Passage provided>
-- Opening Marker --

Minimum detectable effect size for main outcomes (accounting for sample
design and clustering)
We use existing apartment listing data from the same online platform in a pre-trial in Houston, TX to identify the sample size requirements for statistical power. The Houston pre-trial data contains 1563 listings. The pre-trial yielded a 17.9% response rate to white names and 16.7% to names associated with African American or LatinX/Hispanic names (non white names). It also yielded a relatively balanced sample with respect to within Zipcode quartiles of toxic concentrations: 25% for properties in the first quartile of toxic concentration, 21% in the second, 21% in the third and 33\% in the quartile with the highest toxic concentration. With respect to proximity to TRI facilities, 45% of the rental properties are located within 1 mile of a toxic plant.
To compute the sample sizes and the minimum detectable effects of the interaction of race and proximity to a toxic plant, we assume a test power of 90% and a .05 significance level. In the sample of data from the Houston pre-trial, we estimate odds ratios of 0.65 (0.48), 0.76 (0.30), 0.70 (0.32) and 0.79 (0.37) for each of the quartiles and 1.27 (0.42) for the interaction with plant proximity. Standard errors are clustered at the Houston zip code level.

-- Closing Marker --

Excerpted records>

-- Opening Marker --

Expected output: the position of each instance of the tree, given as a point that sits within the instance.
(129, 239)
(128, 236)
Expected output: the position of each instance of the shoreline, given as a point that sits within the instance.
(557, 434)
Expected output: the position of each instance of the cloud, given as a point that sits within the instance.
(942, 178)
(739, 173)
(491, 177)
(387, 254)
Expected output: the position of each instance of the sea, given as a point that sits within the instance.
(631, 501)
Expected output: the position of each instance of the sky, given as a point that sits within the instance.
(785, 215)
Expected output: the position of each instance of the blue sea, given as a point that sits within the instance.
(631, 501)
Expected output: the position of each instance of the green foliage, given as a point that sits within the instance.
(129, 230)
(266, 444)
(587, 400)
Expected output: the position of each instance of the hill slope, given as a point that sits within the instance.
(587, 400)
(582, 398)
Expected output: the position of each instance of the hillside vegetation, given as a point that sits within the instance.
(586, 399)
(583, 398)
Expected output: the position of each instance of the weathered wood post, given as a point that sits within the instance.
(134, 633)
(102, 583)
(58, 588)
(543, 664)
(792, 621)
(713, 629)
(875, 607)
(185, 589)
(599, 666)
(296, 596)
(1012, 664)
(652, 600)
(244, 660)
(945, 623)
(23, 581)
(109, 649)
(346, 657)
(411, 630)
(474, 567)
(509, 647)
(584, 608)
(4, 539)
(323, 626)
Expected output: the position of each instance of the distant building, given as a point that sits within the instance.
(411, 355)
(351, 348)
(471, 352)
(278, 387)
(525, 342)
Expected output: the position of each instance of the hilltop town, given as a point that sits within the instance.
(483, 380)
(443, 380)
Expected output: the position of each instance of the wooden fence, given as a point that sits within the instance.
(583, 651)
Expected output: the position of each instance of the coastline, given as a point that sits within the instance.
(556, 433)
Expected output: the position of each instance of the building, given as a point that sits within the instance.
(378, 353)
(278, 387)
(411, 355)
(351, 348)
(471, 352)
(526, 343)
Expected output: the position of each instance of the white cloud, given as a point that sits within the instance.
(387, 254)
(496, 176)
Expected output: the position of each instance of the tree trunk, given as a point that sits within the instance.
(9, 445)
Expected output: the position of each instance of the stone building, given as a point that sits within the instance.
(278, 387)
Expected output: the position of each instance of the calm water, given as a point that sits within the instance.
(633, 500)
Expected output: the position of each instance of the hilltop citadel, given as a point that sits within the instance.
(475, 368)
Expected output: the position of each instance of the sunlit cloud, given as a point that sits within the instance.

-- Closing Marker --

Work to complete>
A) List every odds ratio estimated from the Houston pre-trial data in the power analysis passage, with what each one refers to.
B) According to the power analysis passage, how many listings does the Houston pre-trial data contain?
C) Continue the power analysis passage from its last sentence.
You won't need the records for any of this.

Answers by item number>
A)
- 0.65 for the first quartile
- 0.76 for the second quartile
- 0.70 for the third quartile
- 0.79 for the fourth quartile
- 1.27 for the interaction with plant proximity

B) 1563 listings.

C)
We then simulate the effect of increasing the sample size in a conditional logit model with matched inquiries. Simulation results indicate that effect sizes of 0.41, 0.35, 0.65 and 1.12 can be detected with a sample size of 2,400 properties. Simulations for plant proximity suggest an effect size of 1.54 that can be detected with 3017 properties. Figures 5-7 in our supporting materials plot simulation results (odds ratios and p-values) at different sample sizes. Using an alternate approach from Demidenko (2007, 2008), our simulations indicate that we need approximately 2,680 properties to obtain for detectable odds ratios.
Phillips (2016) provides evidence of within-trial impacts when multiple inquiries sent in matched correspondence designs in competitive labor markets. In a sample restricted to responses to the first inquiry and based on a simple logit model, our simulations show that we should be able to detect an effect with odds ratios of 0.52, 1.41, 1.70, 0.98 at 2,337 properties and an odds ratio for the interaction with proximity to toxic plants of 1.43 at 3676 properties. Figures 8-10 plot the results of these simulations. These power calculations are limited by available data from the Houston pre-trial and the incidence of discriminatory behavior that may be particular to the Houston housing market.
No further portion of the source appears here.